◆ APPLY WHAT YOU READ:
- A) From the final paragraph of the passage on aging beef, list every muscle component it names.
- B) Rewrite the passage on aging beef from "Meat tenderness and" up to and including "of beef toughness.", changing "conditioning" to "aging".

◆ SOURCE PASSAGE:
==================================================

Aging or conditioning

All traditional butchers know that beef taste and tenderness are improved by aging or conditioning, although this vital fact is cheerfully ignored by many cut-price supermarkets intent on off-loading mountains of bright red meat as fast as they can.

Meat tenderness and taste definitely are improved if carcasses or vacuum packed cuts are conditioned after slaughter but, paradoxically, beef is quite tender just two hours after slaughter, and several days of conditioning are required to recover this degree of tenderness. After this point, the beef becomes progressively better, with a higher temperature allowing a faster rate of conditioning. Gains in tenderness from conditioning are particularly important in grass-fed beef. When beef is from youthful animals without risk of being cold shortened, then lack of conditioning is a serious cause of beef toughness.
 
 

In early research, it was though that increased tenderness might originate from the breakdown of rigor bonds between thick and thin filaments, but now this appears unlikely, because increased tenderness during conditioning still occurs when sarcomeres are at a stretched length that virtually eliminates any overlap of thick and thin filaments. Another factor that contributes to the increased tenderness of conditioned meat may be an increase in ionic strength that solubilizes myofibrillar proteins, particularly those of the thick filament.

==================================================

◆ RECORDS SHOWN:
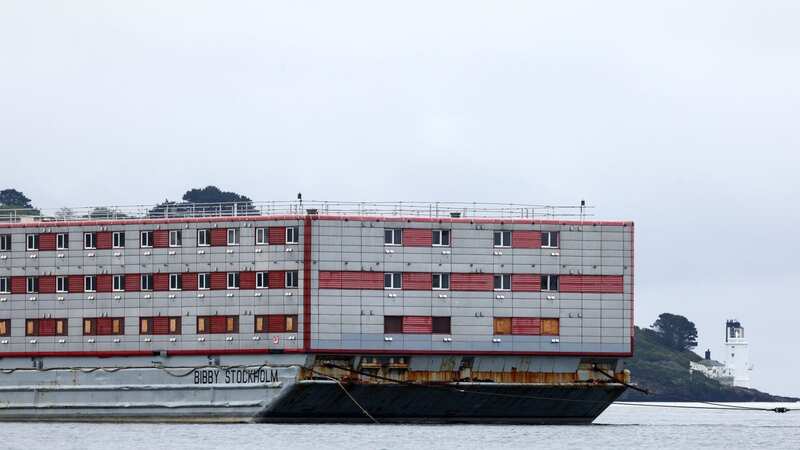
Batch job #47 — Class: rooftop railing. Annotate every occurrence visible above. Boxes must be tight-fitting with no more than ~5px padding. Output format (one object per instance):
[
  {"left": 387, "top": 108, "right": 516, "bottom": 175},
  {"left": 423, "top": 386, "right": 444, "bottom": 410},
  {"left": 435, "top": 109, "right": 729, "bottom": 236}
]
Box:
[{"left": 0, "top": 200, "right": 594, "bottom": 222}]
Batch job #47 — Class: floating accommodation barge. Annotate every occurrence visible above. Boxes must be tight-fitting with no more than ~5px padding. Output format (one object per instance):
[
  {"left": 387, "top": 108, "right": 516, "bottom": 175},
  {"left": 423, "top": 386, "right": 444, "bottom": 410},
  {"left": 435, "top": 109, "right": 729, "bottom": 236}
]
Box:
[{"left": 0, "top": 202, "right": 634, "bottom": 423}]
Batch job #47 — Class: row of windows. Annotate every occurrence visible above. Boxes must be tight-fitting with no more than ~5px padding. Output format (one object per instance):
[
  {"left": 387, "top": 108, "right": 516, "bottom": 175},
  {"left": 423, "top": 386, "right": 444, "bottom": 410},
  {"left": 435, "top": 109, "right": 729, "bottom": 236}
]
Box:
[
  {"left": 0, "top": 314, "right": 297, "bottom": 336},
  {"left": 0, "top": 227, "right": 299, "bottom": 251},
  {"left": 0, "top": 270, "right": 299, "bottom": 294}
]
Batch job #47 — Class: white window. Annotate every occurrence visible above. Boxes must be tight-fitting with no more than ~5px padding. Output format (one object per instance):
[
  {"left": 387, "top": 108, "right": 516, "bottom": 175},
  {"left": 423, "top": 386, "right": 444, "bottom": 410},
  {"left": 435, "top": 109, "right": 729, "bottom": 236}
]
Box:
[
  {"left": 494, "top": 231, "right": 511, "bottom": 247},
  {"left": 197, "top": 230, "right": 211, "bottom": 247},
  {"left": 228, "top": 228, "right": 239, "bottom": 245},
  {"left": 112, "top": 275, "right": 125, "bottom": 292},
  {"left": 432, "top": 273, "right": 450, "bottom": 289},
  {"left": 256, "top": 228, "right": 267, "bottom": 245},
  {"left": 25, "top": 234, "right": 39, "bottom": 250},
  {"left": 383, "top": 272, "right": 403, "bottom": 289},
  {"left": 169, "top": 273, "right": 182, "bottom": 291},
  {"left": 494, "top": 274, "right": 511, "bottom": 291},
  {"left": 286, "top": 227, "right": 300, "bottom": 244},
  {"left": 542, "top": 275, "right": 558, "bottom": 291},
  {"left": 542, "top": 231, "right": 558, "bottom": 248},
  {"left": 228, "top": 272, "right": 239, "bottom": 289},
  {"left": 83, "top": 233, "right": 97, "bottom": 250},
  {"left": 139, "top": 231, "right": 153, "bottom": 248},
  {"left": 197, "top": 273, "right": 211, "bottom": 291},
  {"left": 256, "top": 272, "right": 269, "bottom": 289},
  {"left": 111, "top": 231, "right": 125, "bottom": 248},
  {"left": 169, "top": 230, "right": 183, "bottom": 247},
  {"left": 383, "top": 228, "right": 403, "bottom": 245},
  {"left": 83, "top": 275, "right": 97, "bottom": 292},
  {"left": 141, "top": 273, "right": 153, "bottom": 291},
  {"left": 0, "top": 234, "right": 11, "bottom": 252},
  {"left": 25, "top": 277, "right": 39, "bottom": 294},
  {"left": 56, "top": 276, "right": 69, "bottom": 293},
  {"left": 286, "top": 270, "right": 298, "bottom": 288},
  {"left": 56, "top": 233, "right": 69, "bottom": 250},
  {"left": 433, "top": 230, "right": 450, "bottom": 247}
]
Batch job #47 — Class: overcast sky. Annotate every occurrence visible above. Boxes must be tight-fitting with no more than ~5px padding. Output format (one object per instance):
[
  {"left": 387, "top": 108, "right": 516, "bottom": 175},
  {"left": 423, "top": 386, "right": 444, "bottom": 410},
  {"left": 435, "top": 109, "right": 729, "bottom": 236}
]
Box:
[{"left": 0, "top": 0, "right": 800, "bottom": 395}]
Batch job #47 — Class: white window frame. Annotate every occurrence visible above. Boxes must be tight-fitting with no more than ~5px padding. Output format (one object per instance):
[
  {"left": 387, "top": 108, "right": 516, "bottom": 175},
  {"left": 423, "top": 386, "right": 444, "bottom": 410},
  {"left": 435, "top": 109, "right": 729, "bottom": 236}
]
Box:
[
  {"left": 542, "top": 231, "right": 561, "bottom": 248},
  {"left": 56, "top": 233, "right": 69, "bottom": 250},
  {"left": 431, "top": 272, "right": 450, "bottom": 291},
  {"left": 111, "top": 231, "right": 125, "bottom": 248},
  {"left": 431, "top": 229, "right": 453, "bottom": 247},
  {"left": 139, "top": 230, "right": 153, "bottom": 248},
  {"left": 169, "top": 230, "right": 183, "bottom": 248},
  {"left": 227, "top": 228, "right": 241, "bottom": 245},
  {"left": 111, "top": 274, "right": 125, "bottom": 292},
  {"left": 227, "top": 272, "right": 242, "bottom": 290},
  {"left": 283, "top": 270, "right": 300, "bottom": 289},
  {"left": 383, "top": 228, "right": 403, "bottom": 246},
  {"left": 286, "top": 227, "right": 300, "bottom": 244},
  {"left": 492, "top": 230, "right": 511, "bottom": 248},
  {"left": 25, "top": 277, "right": 39, "bottom": 294},
  {"left": 383, "top": 272, "right": 403, "bottom": 290},
  {"left": 25, "top": 233, "right": 39, "bottom": 251},
  {"left": 56, "top": 275, "right": 69, "bottom": 294},
  {"left": 169, "top": 273, "right": 183, "bottom": 291},
  {"left": 197, "top": 228, "right": 211, "bottom": 247},
  {"left": 83, "top": 231, "right": 97, "bottom": 250},
  {"left": 197, "top": 272, "right": 211, "bottom": 291},
  {"left": 256, "top": 227, "right": 268, "bottom": 245},
  {"left": 256, "top": 272, "right": 269, "bottom": 289},
  {"left": 492, "top": 273, "right": 511, "bottom": 291},
  {"left": 139, "top": 273, "right": 153, "bottom": 292},
  {"left": 83, "top": 275, "right": 97, "bottom": 292},
  {"left": 541, "top": 275, "right": 559, "bottom": 292}
]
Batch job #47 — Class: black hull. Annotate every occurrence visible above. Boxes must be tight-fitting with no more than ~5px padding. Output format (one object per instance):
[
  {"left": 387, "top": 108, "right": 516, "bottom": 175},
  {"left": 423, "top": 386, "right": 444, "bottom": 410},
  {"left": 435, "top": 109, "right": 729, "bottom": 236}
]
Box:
[{"left": 255, "top": 381, "right": 625, "bottom": 424}]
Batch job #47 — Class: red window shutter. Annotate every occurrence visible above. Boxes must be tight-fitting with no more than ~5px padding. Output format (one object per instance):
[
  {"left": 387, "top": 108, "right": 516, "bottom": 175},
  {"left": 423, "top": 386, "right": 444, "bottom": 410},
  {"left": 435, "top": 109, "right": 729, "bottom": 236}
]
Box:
[
  {"left": 511, "top": 230, "right": 542, "bottom": 248},
  {"left": 403, "top": 316, "right": 433, "bottom": 334},
  {"left": 267, "top": 314, "right": 286, "bottom": 333},
  {"left": 39, "top": 233, "right": 56, "bottom": 252},
  {"left": 558, "top": 275, "right": 624, "bottom": 294},
  {"left": 153, "top": 273, "right": 169, "bottom": 291},
  {"left": 267, "top": 227, "right": 286, "bottom": 245},
  {"left": 211, "top": 272, "right": 227, "bottom": 290},
  {"left": 268, "top": 270, "right": 286, "bottom": 289},
  {"left": 68, "top": 275, "right": 83, "bottom": 294},
  {"left": 450, "top": 273, "right": 494, "bottom": 291},
  {"left": 403, "top": 272, "right": 432, "bottom": 291},
  {"left": 511, "top": 317, "right": 542, "bottom": 336},
  {"left": 39, "top": 276, "right": 56, "bottom": 294},
  {"left": 153, "top": 230, "right": 169, "bottom": 248},
  {"left": 11, "top": 277, "right": 27, "bottom": 294},
  {"left": 95, "top": 231, "right": 111, "bottom": 250},
  {"left": 181, "top": 272, "right": 197, "bottom": 291},
  {"left": 96, "top": 275, "right": 113, "bottom": 292},
  {"left": 403, "top": 228, "right": 433, "bottom": 247},
  {"left": 511, "top": 273, "right": 542, "bottom": 292},
  {"left": 211, "top": 228, "right": 228, "bottom": 247},
  {"left": 125, "top": 273, "right": 142, "bottom": 292},
  {"left": 239, "top": 272, "right": 256, "bottom": 289}
]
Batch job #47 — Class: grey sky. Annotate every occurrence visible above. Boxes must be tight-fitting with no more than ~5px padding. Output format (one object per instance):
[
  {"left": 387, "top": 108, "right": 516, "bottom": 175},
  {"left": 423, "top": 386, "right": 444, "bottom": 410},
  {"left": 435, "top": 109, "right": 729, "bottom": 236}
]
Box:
[{"left": 0, "top": 0, "right": 800, "bottom": 395}]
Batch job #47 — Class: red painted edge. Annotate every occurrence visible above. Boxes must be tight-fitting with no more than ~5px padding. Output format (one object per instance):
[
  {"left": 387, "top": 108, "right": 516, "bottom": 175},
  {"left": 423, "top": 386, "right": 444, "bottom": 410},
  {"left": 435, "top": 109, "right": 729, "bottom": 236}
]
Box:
[
  {"left": 0, "top": 214, "right": 633, "bottom": 228},
  {"left": 303, "top": 215, "right": 313, "bottom": 351}
]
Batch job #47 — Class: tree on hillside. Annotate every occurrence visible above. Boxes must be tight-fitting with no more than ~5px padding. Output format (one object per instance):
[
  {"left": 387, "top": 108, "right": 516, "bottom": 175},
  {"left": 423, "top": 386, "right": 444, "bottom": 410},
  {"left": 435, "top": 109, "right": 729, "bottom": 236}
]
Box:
[
  {"left": 652, "top": 313, "right": 697, "bottom": 350},
  {"left": 0, "top": 189, "right": 33, "bottom": 208}
]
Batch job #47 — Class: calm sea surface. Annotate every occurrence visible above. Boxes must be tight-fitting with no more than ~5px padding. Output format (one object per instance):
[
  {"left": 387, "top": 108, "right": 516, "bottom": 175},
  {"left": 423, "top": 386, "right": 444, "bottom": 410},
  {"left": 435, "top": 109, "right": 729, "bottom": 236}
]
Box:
[{"left": 0, "top": 403, "right": 800, "bottom": 450}]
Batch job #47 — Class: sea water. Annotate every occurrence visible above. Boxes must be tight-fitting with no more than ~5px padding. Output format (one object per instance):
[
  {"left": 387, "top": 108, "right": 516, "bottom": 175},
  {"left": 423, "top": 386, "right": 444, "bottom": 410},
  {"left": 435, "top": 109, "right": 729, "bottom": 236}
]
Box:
[{"left": 0, "top": 403, "right": 800, "bottom": 450}]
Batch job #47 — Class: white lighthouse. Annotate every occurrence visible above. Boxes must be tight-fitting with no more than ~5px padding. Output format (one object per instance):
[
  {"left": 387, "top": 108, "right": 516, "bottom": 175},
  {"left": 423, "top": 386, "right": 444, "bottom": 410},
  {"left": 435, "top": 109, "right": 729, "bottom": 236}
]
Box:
[{"left": 725, "top": 319, "right": 753, "bottom": 387}]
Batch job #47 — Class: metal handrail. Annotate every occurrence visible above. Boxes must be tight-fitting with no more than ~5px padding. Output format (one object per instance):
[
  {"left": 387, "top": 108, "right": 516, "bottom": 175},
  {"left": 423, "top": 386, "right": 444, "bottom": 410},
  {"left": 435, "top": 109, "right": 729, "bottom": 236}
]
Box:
[{"left": 0, "top": 200, "right": 594, "bottom": 222}]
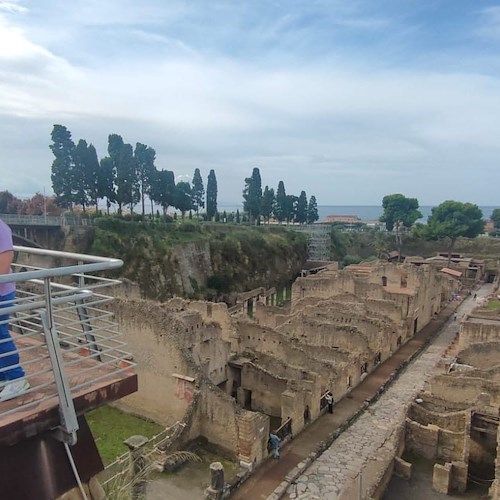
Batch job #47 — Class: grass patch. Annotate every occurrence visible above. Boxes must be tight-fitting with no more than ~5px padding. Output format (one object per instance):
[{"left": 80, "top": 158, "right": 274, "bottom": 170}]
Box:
[
  {"left": 86, "top": 406, "right": 163, "bottom": 465},
  {"left": 486, "top": 299, "right": 500, "bottom": 311}
]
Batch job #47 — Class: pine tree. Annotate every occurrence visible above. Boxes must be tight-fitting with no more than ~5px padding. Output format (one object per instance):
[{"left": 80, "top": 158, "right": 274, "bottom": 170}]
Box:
[
  {"left": 285, "top": 194, "right": 299, "bottom": 224},
  {"left": 134, "top": 142, "right": 156, "bottom": 215},
  {"left": 260, "top": 186, "right": 274, "bottom": 224},
  {"left": 307, "top": 195, "right": 319, "bottom": 224},
  {"left": 72, "top": 139, "right": 89, "bottom": 212},
  {"left": 85, "top": 144, "right": 100, "bottom": 213},
  {"left": 243, "top": 167, "right": 262, "bottom": 223},
  {"left": 274, "top": 181, "right": 286, "bottom": 224},
  {"left": 50, "top": 125, "right": 75, "bottom": 210},
  {"left": 207, "top": 169, "right": 217, "bottom": 220},
  {"left": 192, "top": 168, "right": 205, "bottom": 218},
  {"left": 296, "top": 191, "right": 307, "bottom": 224},
  {"left": 151, "top": 170, "right": 175, "bottom": 215},
  {"left": 99, "top": 156, "right": 116, "bottom": 215},
  {"left": 173, "top": 181, "right": 193, "bottom": 219}
]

==================================================

◆ ANSWER SECTION:
- A) rigor bonds, thick filaments, thin filaments, sarcomeres, myofibrillar proteins

- B)
Meat tenderness and taste definitely are improved if carcasses or vacuum packed cuts are conditioned after slaughter but, paradoxically, beef is quite tender just two hours after slaughter, and several days of aging are required to recover this degree of tenderness. After this point, the beef becomes progressively better, with a higher temperature allowing a faster rate of aging. Gains in tenderness from aging are particularly important in grass-fed beef. When beef is from youthful animals without risk of being cold shortened, then lack of aging is a serious cause of beef toughness.